BRIEF 1.
Give the entries below again with "greenhouse scouting" swapped for "nursery survey" each time it appears, leaving everything else unchanged.

TEXT PROVIDED.
-=-=-=-=-
Mathematical Background

Pentagonal numbers are generated by the formula $P_n = n(3n-1)/2$ . The first ten are 1, 5, 12, 22, 35, 51, 70, 92, 117, 145.

The problem requires finding pairs of pentagonal numbers where both their sum and difference are also pentagonal, and finding the pair with the minimal difference D.

Algorithm Analysis

The solution generates pentagonal numbers sequentially and checks all pairs (j,k) with j < k. For each pair, it computes sum S = Pj + Pk and difference D = Pk - Pj, then checks if both S and D are pentagonal.

Pentagonal checking uses the inverse formula: for a number x, solve $n(3n-1)/2 = x$ for integer n. This gives the quadratic $3n^2 - n - 2x = 0$ , solved as $n = (1 + \sqrt{1 + 24x})/6$ . If n is integer, x is pentagonal.

Performance Analysis

Time Complexity: O(n^2) where n ≈ 2500 (number of pentagonals up to reasonable limit), resulting in ~6 million operations
Space Complexity: O(n) for storing the list of pentagonals
Execution Time: <1 second on modern hardware
Scalability: Quadratic growth, but small n makes it practical

Key Insights

The minimal difference is 5482660 (between P_{2167} and P_{1020})
-=-=-=-=-
MATERIAL FOR THIS TASK.
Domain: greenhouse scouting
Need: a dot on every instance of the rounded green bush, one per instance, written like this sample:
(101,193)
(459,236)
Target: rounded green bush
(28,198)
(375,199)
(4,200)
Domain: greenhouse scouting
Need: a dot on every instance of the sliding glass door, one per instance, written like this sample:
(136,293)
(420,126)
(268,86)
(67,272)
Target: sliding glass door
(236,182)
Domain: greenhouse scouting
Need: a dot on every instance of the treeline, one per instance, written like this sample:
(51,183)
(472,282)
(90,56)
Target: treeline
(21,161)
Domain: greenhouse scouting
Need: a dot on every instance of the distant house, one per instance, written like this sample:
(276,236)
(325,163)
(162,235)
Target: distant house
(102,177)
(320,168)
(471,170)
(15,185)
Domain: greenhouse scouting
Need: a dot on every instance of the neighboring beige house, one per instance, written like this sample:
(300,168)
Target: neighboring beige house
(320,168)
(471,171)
-=-=-=-=-
BRIEF 2.
From the text on pentagonal numbers above, output the part that opens with the words containing "The solution generates" and closes with "D are pentagonal.", copied without any change.

EXPECTED OUTPUT 1.
Domain: nursery survey
Need: a dot on every instance of the rounded green bush, one per instance, written like this sample:
(101,193)
(459,236)
Target: rounded green bush
(28,198)
(375,199)
(4,200)
Domain: nursery survey
Need: a dot on every instance of the sliding glass door, one per instance, written like this sample:
(136,293)
(420,126)
(268,86)
(67,272)
Target: sliding glass door
(236,182)
Domain: nursery survey
Need: a dot on every instance of the treeline, one per instance, written like this sample:
(51,183)
(472,282)
(90,56)
Target: treeline
(21,161)
Domain: nursery survey
Need: a dot on every instance of the distant house, one per instance, written like this sample:
(276,236)
(325,163)
(162,235)
Target: distant house
(102,177)
(320,168)
(471,170)
(15,185)
Domain: nursery survey
Need: a dot on every instance of the neighboring beige house, one per instance, written like this sample:
(300,168)
Target: neighboring beige house
(320,168)
(471,171)

EXPECTED OUTPUT 2.
The solution generates pentagonal numbers sequentially and checks all pairs (j,k) with j < k. For each pair, it computes sum S = Pj + Pk and difference D = Pk - Pj, then checks if both S and D are pentagonal.